** START OF Quoted text **
Recently, I had poet Pui Ying Wong read at the Newton Free Library Series, a series that I have curated for over 22 years. Her poems contain lyric beauty; and she is a master of metaphor. Pui Ying Wong’s new poetry collection FANLING IN OCTOBER is from Barrow Street Press. She has written three other full-length books of poetry: The Feast, An Emigrant’s Winter and Yellow Plum Season —-along with two chapbooks. She has received a Pushcart Prize. Her poems have appeared in Ploughshares, Prairie Schooner, Plume Poetry, Chicago Quarterly Review, New Letters, Zone 3 and The New York Times, among many others. Born and raised in Hong Kong, she lives in Cambridge Massachusetts with her husband, the poet Tim Suermondt.
Why did you choose the setting of Fanling, a section of Hong Kong-- for your title and the focus of your poetry collection?
Fanling used to be a rural neighborhood until development in the 1980s brought in massive housing blocks. My father, who was estranged from the family, lived there after his retirement. The poem describes the period when he was ill. While it was about a personal experience, it was also about the changing times.
Hong Kong got into my poems, given that it was my birth city. When I put this collection together, Hong Kong was going through an unprecedented time in the 2019 democracy protests, my father had ultimately died from his illness. This particular moment when the personal and the public interacts is meaningful to me.
You quote poet Eavan Boland in your introduction: Stars rise/Moths flutter/Apples sweeten in the dark./ In your poems there is a sweetness in spite of the dark clouds around us.
Evan Boland is one of my favorite poets. She wrote about Irish history and challenges women like herself confronted in this history. Who got to write history in a society where bronze statues of male writers and orators lined main streets but no women? She had an intelligent understanding of her subject matters which were weighty ones, and yet she was not afraid to embrace moments of tenderness and wonder.
I think we can’t not know about human tragedy in our time, it’s there and has to be acknowledged. On the other hand we shouldn’t deny love, joy, beauty, the very things that make our lives worth living. In my own writing I try to be aware of these different forces.
** END OF Quoted text **
** START OF Raw records **
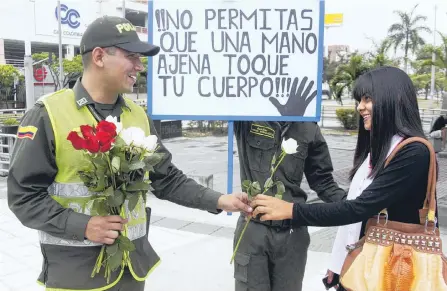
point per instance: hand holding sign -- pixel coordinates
(298, 100)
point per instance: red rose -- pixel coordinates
(77, 141)
(99, 139)
(87, 131)
(105, 140)
(108, 127)
(92, 145)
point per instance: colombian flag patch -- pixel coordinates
(26, 132)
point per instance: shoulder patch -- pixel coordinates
(26, 132)
(262, 130)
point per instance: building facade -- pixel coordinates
(36, 21)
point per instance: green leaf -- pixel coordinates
(109, 191)
(138, 186)
(115, 260)
(256, 188)
(117, 199)
(246, 184)
(137, 165)
(124, 167)
(125, 244)
(133, 201)
(280, 187)
(119, 143)
(112, 249)
(153, 158)
(149, 168)
(99, 161)
(116, 162)
(268, 183)
(100, 183)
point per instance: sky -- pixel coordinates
(365, 19)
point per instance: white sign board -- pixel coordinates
(236, 60)
(75, 17)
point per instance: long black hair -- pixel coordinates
(395, 111)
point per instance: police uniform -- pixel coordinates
(270, 256)
(46, 194)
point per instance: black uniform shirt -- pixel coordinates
(33, 169)
(259, 141)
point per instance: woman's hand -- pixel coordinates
(271, 208)
(330, 277)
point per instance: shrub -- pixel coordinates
(348, 117)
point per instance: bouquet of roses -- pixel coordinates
(120, 160)
(288, 146)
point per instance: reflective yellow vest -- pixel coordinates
(70, 192)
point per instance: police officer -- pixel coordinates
(44, 168)
(270, 256)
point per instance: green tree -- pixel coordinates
(72, 68)
(351, 68)
(407, 33)
(379, 56)
(440, 53)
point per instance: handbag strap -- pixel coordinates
(430, 199)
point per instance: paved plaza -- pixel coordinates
(195, 246)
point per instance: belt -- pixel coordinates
(278, 224)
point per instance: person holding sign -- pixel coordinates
(269, 256)
(382, 179)
(46, 193)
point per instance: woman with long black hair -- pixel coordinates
(389, 114)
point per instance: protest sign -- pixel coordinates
(236, 60)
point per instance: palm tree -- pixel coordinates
(424, 55)
(378, 57)
(351, 68)
(406, 33)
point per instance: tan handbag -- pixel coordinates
(396, 256)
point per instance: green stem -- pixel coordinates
(239, 241)
(283, 154)
(281, 157)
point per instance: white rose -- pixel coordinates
(150, 142)
(114, 120)
(289, 146)
(133, 136)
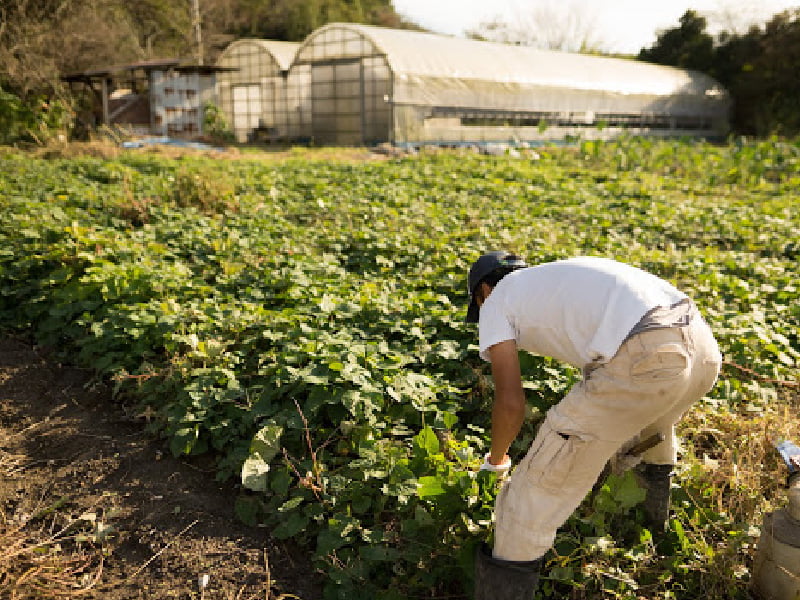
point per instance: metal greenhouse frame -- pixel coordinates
(365, 85)
(254, 92)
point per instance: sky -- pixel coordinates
(616, 26)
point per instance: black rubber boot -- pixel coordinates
(657, 483)
(497, 579)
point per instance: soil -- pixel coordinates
(93, 507)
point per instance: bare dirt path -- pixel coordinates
(91, 507)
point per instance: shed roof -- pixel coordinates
(412, 53)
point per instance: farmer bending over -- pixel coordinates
(646, 355)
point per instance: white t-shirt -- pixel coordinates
(577, 310)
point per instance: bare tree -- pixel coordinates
(553, 25)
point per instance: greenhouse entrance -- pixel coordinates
(337, 102)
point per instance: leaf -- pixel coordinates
(429, 486)
(426, 443)
(266, 443)
(254, 473)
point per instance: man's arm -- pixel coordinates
(508, 411)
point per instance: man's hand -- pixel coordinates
(503, 467)
(508, 411)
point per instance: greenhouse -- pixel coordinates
(361, 84)
(254, 92)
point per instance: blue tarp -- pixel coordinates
(168, 141)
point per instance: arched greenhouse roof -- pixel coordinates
(282, 53)
(414, 54)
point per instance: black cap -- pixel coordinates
(485, 265)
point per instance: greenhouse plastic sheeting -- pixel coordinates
(437, 70)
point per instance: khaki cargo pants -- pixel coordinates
(644, 389)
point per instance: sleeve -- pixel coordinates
(494, 326)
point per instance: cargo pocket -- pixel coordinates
(666, 361)
(556, 458)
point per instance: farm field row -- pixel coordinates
(301, 320)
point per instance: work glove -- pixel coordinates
(500, 469)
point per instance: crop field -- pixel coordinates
(301, 321)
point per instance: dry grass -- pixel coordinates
(43, 557)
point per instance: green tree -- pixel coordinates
(687, 46)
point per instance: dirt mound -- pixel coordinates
(91, 507)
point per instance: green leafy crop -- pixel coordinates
(302, 321)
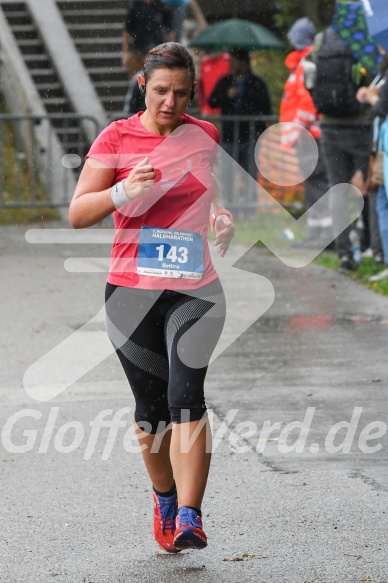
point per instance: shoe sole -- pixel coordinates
(189, 540)
(172, 550)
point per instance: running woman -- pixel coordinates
(165, 306)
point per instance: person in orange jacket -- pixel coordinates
(297, 114)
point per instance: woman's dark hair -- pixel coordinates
(168, 56)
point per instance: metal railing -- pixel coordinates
(42, 166)
(41, 156)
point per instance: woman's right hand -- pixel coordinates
(140, 180)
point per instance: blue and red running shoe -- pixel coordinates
(165, 512)
(189, 533)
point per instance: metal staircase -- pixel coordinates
(44, 75)
(96, 28)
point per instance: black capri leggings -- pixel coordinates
(164, 340)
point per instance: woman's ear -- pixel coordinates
(141, 82)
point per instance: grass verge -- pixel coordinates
(366, 269)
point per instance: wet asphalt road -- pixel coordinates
(310, 351)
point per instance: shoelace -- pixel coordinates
(187, 517)
(168, 512)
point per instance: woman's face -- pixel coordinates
(167, 96)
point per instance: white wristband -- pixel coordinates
(119, 195)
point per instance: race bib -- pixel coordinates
(170, 253)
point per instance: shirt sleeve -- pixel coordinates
(106, 147)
** END OF Raw records **
List of tasks
**1.** In the interview with Pui Ying Wong, which press published her collection FANLING IN OCTOBER?
**2.** Check each statement against the interview with Pui Ying Wong. Answer yes or no, and quote the words that settle it.
(a) Fanling has always been a densely built area.
(b) Pui Ying Wong lives in Cambridge, Massachusetts.
(c) Her father lived in Fanling after he retired.
**3.** Extend the interview with Pui Ying Wong, starting after its final sentence.

Exercise responses
**1.** Barrow Street Press.

**2.**
(a) No: "Fanling used to be a rural neighborhood until development in the 1980s brought in massive housing blocks."
(b) Yes: "she lives in Cambridge Massachusetts with her husband, the poet Tim Suermondt."
(c) Yes: "My father, who was estranged from the family, lived there after his retirement."

**3.**
In your poem "Great Lawn, July” you recall a line "Sit long enough and something arrives." Your poem are deeply meditative—is this something you do when approaching a poem?
For the most part that’s true. I am interested in the inner life of the poem, how it becomes aware of itself and reacts. Let’s say I want to write about a tree, the question to ask myself is what is the essence about this tree, about this city, about this summer day, and so on. Maybe this practice is a way for me to comprehend the world, to grasp something beyond the surface. Obviously, other poets have written poems out of contemplation, and they serve as a model for my own. I particularly like the advise from the Polish poet Adam Zagajewski who said about writing, to rely on the tangible reality as long as we can.
Your poems are stripped down for the most part-- each word seems curated—an essential part of the whole. How hard is it to say so much with a few words?
Some poems need to be expansive, others sparse, it all depends on the particular poem and the poet’s intention. Yet most poets would agree that each word counts, whatever the style. On the other hand, I am mindful of the reader who comes with her own experience, imagination and intelligence. Poems I like give room for the reader to interact, excessive details snuff out curiosity and make the reading of it passive. In writing, what to leave in or leave out is part of the artistic process, and naturally reflects on the poet’s point of view and temperament.
Why should we read your book?
My book is one poet’s take on the world she sees. It hopes to resonate with the readers who will ultimately decide its worth.
Great Lawn, July
We are on a bench, idling
like the poets we love.
A softball team goes home,
a young father pushes a pram,
two joggers compare numbers
on their wristwatches.
The air light like the instant
we left a crammed cinema
after seeing a heavy drama.
“Sit long enough, and
something arrives,” a line
that is egoless,
whose author we forgot.
Dins of the day fade,
the world restores to peace.
Something comes back
like first love,
like hearing again the concert
once played in the fullness
of summer, altos
and altos—-
Half-nodding, half-listening,
we sit like dinghies
in a no-wake zone,
finding what we lost,
losing what we found,
and neither one wants to leave
’til towers of lights arrive,
bright and owlish.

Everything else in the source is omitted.